→ TEXTAUSZUG:
Geschickt verhandeln - nicht pokern

08.03.2006
Von Veronika Renkes

Sensibler für die Situation des Gegenübers

Doch was sich so einfach anhört, wird oft zum Stolperstein: Denn vielfach setzen Verhandlungspartner zu stark auf ihre rhetorischen Fähigkeiten und auf ihre Argumentationskompetenz. "Aus der Forschung wissen wir aber, dass kommunikationsstarke Personen durchaus schlechte Verhandler sind - und umgekehrt: Sprachlich wenig begabte Personen mögen dennoch sehr gut verhandeln können", stellt Kommunikationsforscher Roland Reichenbach vom Erziehungswissenschaftlichen Institut der Universität Münster klar.

Roland Reichenbach, Professor an der Universität Münster: 'Kommunikationsstarke Personen oft schlechte Verhandler.'
Roland Reichenbach, Professor an der Universität Münster: 'Kommunikationsstarke Personen oft schlechte Verhandler.'

Für den Professor ist Verhandeln eine "eigene, spezifische Kommunikationsform, in deren Zentrum die strategische Koordination von Interessen steht. Das Ziel lautet: Für die am Entscheidungsprozess beteiligten Parteien eine akzeptable Einigung zu finden." Nicht die Güte der Argumente, sondern die Fähigkeit der Partner, ihre partikulären und gemeinsamen Interessen zu koordinieren, entscheidet über den Erfolg von Verhandlungen.

Do`s and Don`ts in Verhandlungenstandard

Ob Sie das erhalten, was Sie sich erhoffen, hängt nicht zuletzt von Ihrer Verhandlungskompetenz ab. Der Münchner Personalberater Thomas Eichinger nennt die wichtigsten Spielregeln:

  • Lassen Sie Ihre Kollegen aus dem Spiel: Schnell laufen Sie Gefahr, dass Ihr Gegenüber dann den Spieß umdreht und Ihre Qualifikationen mit denen anderer Kandidaten vergleicht.

  • Vermeiden Sie Verweise auf Konkurrenzfirmen: Es ist zwar richtig, dass Sie sich einen genauen Marktüberblick verschaffen. Doch sollten Sie sich entsprechende Hinweise in Verhandlungsgesprächen mit Personalchefs tunichst verkneifen.

  • Drücken Sie nicht auf die Tränendrüse: Der Arbeitgeber kann nichts dafür, dass die Lebenshaltungs- oder Unterhaltskosten ständig steigen. Jammerer haben keine überzeugenden Argumente für Gehaltserhöhungen zu bieten. Leistungsstarke Mitarbeiter schon.

→ ARBEITSAUFTRAG:
Bitte gib den Textauszug beginnend mit „Doch was sich“ und weiter bis „Universität Münster klar.“ wieder und setze dabei „Hindernis“ anstelle von „Stolperstein“ ein. Die Liste hat keinen Bezug zum Textauszug.

→ EXTRAHIERTE DATEN:

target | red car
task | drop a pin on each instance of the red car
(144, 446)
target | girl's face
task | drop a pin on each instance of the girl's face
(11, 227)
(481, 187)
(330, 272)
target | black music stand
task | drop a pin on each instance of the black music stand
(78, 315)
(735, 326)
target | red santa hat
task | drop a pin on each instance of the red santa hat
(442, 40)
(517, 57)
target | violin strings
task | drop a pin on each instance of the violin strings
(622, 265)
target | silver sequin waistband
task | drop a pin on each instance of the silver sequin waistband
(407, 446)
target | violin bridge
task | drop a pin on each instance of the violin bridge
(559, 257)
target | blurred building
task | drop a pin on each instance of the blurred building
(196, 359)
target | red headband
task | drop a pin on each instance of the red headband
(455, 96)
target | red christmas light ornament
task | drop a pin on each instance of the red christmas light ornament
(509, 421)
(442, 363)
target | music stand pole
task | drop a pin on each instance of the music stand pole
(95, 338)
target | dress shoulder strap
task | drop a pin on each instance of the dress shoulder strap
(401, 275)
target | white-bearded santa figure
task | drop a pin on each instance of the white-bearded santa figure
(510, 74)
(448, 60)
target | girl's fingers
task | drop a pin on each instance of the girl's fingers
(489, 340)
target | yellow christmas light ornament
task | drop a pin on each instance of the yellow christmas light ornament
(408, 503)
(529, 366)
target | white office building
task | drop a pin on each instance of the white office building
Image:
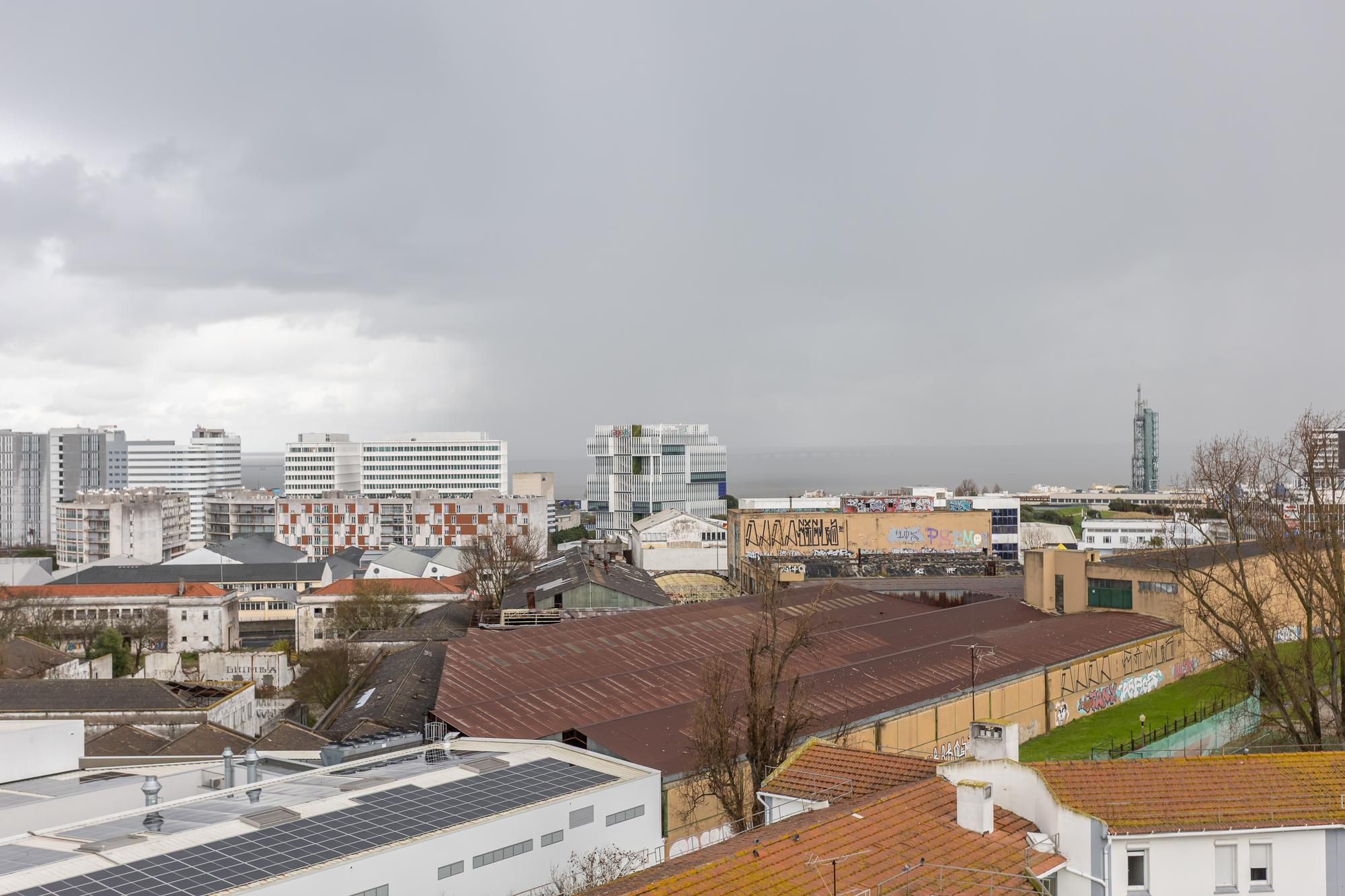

→ LÖSUNG:
Doch was sich so einfach anhört, wird oft zum Hindernis: Denn vielfach setzen Verhandlungspartner zu stark auf ihre rhetorischen Fähigkeiten und auf ihre Argumentationskompetenz. "Aus der Forschung wissen wir aber, dass kommunikationsstarke Personen durchaus schlechte Verhandler sind - und umgekehrt: Sprachlich wenig begabte Personen mögen dennoch sehr gut verhandeln können", stellt Kommunikationsforscher Roland Reichenbach vom Erziehungswissenschaftlichen Institut der Universität Münster klar.